Written task
Please pick out and copy in full every line of the records below that contains the word "shoreline".

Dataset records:
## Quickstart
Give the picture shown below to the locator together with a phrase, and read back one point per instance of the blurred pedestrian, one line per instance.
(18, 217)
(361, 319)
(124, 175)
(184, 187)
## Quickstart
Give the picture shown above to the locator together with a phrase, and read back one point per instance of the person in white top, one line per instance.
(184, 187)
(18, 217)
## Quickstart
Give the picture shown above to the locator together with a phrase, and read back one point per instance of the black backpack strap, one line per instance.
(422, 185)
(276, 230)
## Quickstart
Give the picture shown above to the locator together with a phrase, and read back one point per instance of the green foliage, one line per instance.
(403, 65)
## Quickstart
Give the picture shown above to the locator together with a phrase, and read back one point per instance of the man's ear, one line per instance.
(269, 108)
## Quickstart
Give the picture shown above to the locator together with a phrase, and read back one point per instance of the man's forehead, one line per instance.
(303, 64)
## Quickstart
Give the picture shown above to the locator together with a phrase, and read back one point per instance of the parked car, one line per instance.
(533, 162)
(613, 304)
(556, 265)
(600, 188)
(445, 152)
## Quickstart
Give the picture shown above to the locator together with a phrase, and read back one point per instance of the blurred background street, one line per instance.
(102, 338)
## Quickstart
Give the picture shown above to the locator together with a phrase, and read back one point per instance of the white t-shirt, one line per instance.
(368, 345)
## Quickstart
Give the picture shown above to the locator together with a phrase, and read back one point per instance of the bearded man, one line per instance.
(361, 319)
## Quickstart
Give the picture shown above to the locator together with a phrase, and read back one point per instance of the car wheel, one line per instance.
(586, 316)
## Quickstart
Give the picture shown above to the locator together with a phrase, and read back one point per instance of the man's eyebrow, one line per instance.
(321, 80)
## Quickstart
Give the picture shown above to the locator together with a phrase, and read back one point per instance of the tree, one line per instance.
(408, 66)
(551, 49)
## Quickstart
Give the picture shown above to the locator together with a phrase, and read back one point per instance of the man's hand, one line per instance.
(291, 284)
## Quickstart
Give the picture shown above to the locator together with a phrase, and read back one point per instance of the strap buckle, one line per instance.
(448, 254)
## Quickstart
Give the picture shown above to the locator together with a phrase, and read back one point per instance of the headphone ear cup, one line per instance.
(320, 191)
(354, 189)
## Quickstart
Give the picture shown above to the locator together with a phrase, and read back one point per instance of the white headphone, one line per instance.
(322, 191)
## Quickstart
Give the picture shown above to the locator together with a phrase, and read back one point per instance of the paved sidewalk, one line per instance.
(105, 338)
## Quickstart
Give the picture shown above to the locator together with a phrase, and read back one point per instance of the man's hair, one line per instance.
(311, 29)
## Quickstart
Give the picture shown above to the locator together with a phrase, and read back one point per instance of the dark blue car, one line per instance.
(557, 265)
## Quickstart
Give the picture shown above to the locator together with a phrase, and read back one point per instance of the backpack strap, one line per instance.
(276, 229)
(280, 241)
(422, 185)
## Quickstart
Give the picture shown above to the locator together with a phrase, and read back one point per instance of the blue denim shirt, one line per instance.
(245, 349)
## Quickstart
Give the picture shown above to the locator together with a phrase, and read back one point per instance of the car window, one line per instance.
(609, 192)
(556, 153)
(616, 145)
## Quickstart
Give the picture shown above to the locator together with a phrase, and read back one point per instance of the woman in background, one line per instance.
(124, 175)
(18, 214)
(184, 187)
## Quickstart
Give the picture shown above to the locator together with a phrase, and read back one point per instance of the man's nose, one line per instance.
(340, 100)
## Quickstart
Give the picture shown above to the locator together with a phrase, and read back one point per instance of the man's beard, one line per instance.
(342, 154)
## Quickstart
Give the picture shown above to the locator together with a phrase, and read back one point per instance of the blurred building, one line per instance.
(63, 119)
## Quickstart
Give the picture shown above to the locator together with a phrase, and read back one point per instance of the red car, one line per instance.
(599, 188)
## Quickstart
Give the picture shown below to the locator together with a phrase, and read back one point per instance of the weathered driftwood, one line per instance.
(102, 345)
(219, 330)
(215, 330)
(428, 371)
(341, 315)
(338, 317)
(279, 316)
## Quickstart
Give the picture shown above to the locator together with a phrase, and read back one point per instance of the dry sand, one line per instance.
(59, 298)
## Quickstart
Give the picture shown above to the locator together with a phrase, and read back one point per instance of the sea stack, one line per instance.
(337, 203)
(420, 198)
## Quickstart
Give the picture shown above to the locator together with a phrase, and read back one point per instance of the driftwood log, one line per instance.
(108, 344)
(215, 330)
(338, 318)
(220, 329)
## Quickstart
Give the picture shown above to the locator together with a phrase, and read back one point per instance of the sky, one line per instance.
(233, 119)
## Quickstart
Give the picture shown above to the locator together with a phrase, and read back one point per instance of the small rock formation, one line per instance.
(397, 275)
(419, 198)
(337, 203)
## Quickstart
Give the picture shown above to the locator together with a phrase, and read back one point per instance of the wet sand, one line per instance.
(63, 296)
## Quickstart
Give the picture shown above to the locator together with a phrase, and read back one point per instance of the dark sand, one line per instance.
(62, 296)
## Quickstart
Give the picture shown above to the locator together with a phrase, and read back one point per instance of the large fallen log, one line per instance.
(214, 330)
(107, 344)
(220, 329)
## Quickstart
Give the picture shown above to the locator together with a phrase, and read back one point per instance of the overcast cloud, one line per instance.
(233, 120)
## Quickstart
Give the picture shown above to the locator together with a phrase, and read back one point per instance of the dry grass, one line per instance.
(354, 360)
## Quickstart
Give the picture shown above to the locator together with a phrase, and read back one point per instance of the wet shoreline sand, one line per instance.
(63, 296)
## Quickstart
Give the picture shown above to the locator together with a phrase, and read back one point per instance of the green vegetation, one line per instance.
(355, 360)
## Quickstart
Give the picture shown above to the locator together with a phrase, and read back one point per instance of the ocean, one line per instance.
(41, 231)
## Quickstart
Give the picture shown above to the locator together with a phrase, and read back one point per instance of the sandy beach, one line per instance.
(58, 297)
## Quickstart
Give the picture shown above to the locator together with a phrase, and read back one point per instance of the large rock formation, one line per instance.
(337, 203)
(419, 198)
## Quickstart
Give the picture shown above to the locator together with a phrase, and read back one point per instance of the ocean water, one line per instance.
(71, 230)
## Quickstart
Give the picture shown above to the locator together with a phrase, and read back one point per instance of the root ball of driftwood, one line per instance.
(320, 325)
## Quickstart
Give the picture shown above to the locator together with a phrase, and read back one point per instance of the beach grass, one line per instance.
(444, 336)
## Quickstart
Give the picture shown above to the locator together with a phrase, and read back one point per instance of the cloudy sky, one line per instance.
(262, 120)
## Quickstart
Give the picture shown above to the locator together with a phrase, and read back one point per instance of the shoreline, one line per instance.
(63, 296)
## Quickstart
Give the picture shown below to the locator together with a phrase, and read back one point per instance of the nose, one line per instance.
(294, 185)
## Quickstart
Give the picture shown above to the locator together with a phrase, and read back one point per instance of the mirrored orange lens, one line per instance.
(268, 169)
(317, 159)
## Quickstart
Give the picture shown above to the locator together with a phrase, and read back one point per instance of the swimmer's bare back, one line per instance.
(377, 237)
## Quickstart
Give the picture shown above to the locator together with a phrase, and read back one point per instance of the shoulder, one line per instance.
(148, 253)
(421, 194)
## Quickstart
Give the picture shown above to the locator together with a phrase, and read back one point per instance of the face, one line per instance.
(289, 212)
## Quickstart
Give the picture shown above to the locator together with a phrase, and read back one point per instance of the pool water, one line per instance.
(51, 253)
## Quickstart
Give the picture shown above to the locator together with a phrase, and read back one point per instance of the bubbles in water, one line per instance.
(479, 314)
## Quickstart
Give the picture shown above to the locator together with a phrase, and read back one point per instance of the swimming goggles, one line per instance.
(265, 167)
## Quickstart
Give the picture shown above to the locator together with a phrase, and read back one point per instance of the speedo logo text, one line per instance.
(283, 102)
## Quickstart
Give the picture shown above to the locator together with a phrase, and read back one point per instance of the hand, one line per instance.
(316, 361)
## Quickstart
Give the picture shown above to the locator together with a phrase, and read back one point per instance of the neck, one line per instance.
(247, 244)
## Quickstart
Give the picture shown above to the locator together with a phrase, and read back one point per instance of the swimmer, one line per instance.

Exercise response
Give the picture shown above to the locator together with a phrase, and read back one point per instance of the wet shoreline sand, one line per instance.
Give the picture shown above to the locator together with a phrase, and read back one point per instance of the shoreline, one line per instance.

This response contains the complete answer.